* GIVEN PROBLEM 1: In the school news article, why does senior class principal Vince Nedimyer say that seniors' lives are becoming a reality?

◇ ◇ ◇ ◇

The Student News Site of Altoona Area High School

Mountain Echo

Grade level principals discuss handling their jobs

Smiling+on+the+job%21+Junior+class+principal+Jeff+Shultz+takes+on+the+responsibilities+for+the+day.+
Ashley Carini
Smiling on the job! Junior class principal Jeff Shultz takes on the responsibilities for the day.

Each grade level principal has the responsibility of managing their assigned grade level and making sure their students are successfully completing the school year while also taking time for themselves and managing their lives within and outside of the office. 

“I think maturity level is a big thing. Seniors a lot of times have a situation where they’re looking to take that next step into becoming an adult and for the most part have really grown up. Their goals are much different than the younger kids. They have their sights set on graduation and jobs after high school or going on to college or into the workforce. I think that’s the biggest thing and their life is becoming a reality because they’re soon to become adults,” senior class principal Vince Nedimyer said.

◇ ◇ ◇ ◇

* GIVEN PROBLEM 2: Find each line in the entries below that contains the word "wave", and copy those lines.

* RECORD EXCERPTS:
◇ ◇ ◇ ◇

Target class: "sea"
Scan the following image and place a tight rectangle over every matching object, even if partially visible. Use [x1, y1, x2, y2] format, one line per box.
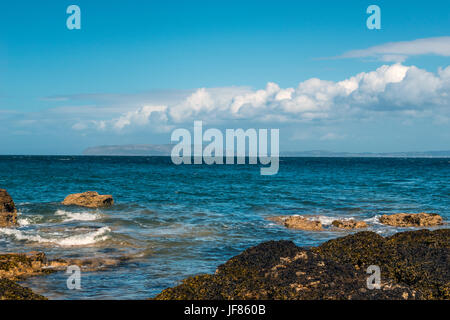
[0, 156, 450, 299]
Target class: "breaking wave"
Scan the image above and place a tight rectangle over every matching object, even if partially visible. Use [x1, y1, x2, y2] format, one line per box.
[0, 227, 111, 247]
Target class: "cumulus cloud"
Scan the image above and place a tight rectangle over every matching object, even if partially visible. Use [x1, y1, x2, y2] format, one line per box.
[339, 37, 450, 62]
[69, 63, 450, 132]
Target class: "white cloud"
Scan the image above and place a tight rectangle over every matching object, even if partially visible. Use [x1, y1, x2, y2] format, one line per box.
[112, 106, 167, 130]
[67, 64, 450, 132]
[339, 37, 450, 62]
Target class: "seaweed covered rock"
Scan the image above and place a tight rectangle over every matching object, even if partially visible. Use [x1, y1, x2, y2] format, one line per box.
[0, 252, 51, 300]
[62, 191, 114, 208]
[331, 219, 367, 230]
[155, 229, 450, 300]
[380, 212, 444, 227]
[0, 189, 17, 227]
[0, 278, 47, 300]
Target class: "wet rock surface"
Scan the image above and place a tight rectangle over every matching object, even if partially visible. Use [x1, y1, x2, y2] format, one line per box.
[268, 216, 323, 231]
[155, 229, 450, 300]
[62, 191, 114, 208]
[0, 252, 127, 300]
[331, 219, 367, 230]
[380, 212, 444, 227]
[0, 278, 47, 300]
[0, 252, 51, 300]
[0, 189, 17, 227]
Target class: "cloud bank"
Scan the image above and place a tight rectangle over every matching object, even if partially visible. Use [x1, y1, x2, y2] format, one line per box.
[338, 37, 450, 62]
[73, 64, 450, 132]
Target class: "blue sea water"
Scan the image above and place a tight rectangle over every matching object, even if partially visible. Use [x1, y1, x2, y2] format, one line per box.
[0, 156, 450, 299]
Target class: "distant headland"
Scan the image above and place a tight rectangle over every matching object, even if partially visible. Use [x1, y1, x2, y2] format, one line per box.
[83, 144, 450, 158]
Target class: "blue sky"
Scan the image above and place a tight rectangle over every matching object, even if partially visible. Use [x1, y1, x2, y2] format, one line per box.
[0, 0, 450, 154]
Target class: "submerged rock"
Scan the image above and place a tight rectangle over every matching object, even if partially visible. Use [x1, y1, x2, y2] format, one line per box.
[0, 278, 47, 300]
[268, 216, 323, 231]
[380, 212, 444, 227]
[62, 191, 114, 208]
[0, 252, 52, 300]
[331, 219, 367, 229]
[0, 252, 52, 280]
[155, 229, 450, 300]
[0, 189, 17, 227]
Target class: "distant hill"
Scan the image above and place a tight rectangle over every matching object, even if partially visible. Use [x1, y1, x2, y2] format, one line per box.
[83, 144, 450, 158]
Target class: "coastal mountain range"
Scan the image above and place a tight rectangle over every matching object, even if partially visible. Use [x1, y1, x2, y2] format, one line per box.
[83, 144, 450, 158]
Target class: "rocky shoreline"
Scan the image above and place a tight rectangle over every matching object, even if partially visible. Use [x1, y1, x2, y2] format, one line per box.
[155, 229, 450, 300]
[0, 189, 450, 300]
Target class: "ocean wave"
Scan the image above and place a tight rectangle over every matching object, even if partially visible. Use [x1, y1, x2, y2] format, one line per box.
[0, 227, 111, 247]
[55, 209, 102, 222]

◇ ◇ ◇ ◇

* FULL RESPONSE 1: He says their lives are becoming a reality because they are soon to become adults.

* FULL RESPONSE 2:
Target class: "breaking wave"
Target class: "ocean wave"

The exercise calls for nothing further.